──────── Отрывок ────────
Хэммерсмитский мост немало повидал на своем веку, но этот 76-летний старик был настолько уникален, что мосту оставалось только, скрепя своды, молча наблюдать и гадать, чем же все это закончится. Свои ежевечерние паломничества чудаковатый дед начал в августе 1916 года. Под покровом темноты он появлялся со стороны паба «Голубь» и, дождавшись, пока под мостом будет проходить какое-нибудь судно, чтобы не привлекать внимание случайных прохожих неожиданным всплеском, бросал что-то в воды Темзы. И так 170 вечеров подряд.
Звали его Томас Кобден-Сандерсон. Фанатично преданный делу всей своей жизни книгопечатник и переплетчик, он избавлялся от тонны с лишним типографских литер уникального шрифта, который будет воссоздан – и то примерно – только сто лет спустя.
К концу XIX века Хэммерсмит из тихой живописной деревушки превратился в деятельный пригород с водоочистительными станциями, пивоварнями и погрузочно-разгрузочными причалами, которые, впрочем, умудрились настолько удачно вписаться в местные пасторальные пейзажи, что художники всех мастей не считали зазорным селиться здесь. На этих берегах свили себе гнездо такие важные для истории искусства вообще и движения «Искусства и ремесла» в частности птицы как уже известный нам Уильям Моррис, каллиграф Эдвард Джонстон и гравёр и книгопечатник Эмери Уокер.
Сын каретника, в возрасте 12 лет он купил у старьевщика фолиант XVII столетия – и раз и навсегда влюбился в книги. Однако год спустя отец Эмери ослеп, и подростку пришлось, бросив школу, взвалить на себя бремя содержания семьи. Не сразу, но довольно быстро он нашел место в Типографской гравировальной компании (The Typographic Etching Company), где освоил практическую сторону дела.
Что же до теории, то историю книгопечатания он изучил самостоятельно. В 1885 году – Уокеру тогда было 34 года – он вместе с другом основал собственную компанию. Она получила название «Уокер и Ботал, автоматизированное и фотографическое гравирование» (Walker & Boutall, Automatic and Photographic Engravers) и занималась иллюстрированием книг. Его предприятие стало лучшим в этом деле.
────────
## Что требуется:
[1] Изложите короче абзац отрывка, который начинается словами «Сын каретника», и сохраните его основные факты.
[2] В каком году, согласно отрывку, Уокер вместе с другом основал собственную компанию?
Строки ниже никак не связаны с отрывком.
──────── Блок данных ────────
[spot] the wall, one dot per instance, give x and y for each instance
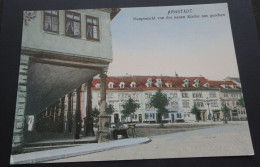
────────
## Ответы по порядку:
[1] Сын каретника Эмери в 12 лет купил у старьевщика фолиант XVII века и навсегда полюбил книги. Через год его отец ослеп, и подросток бросил школу, чтобы содержать семью. Вскоре он устроился в Типографскую гравировальную компанию (The Typographic Etching Company) и там освоил практическую сторону дела.

[2] В 1885 году.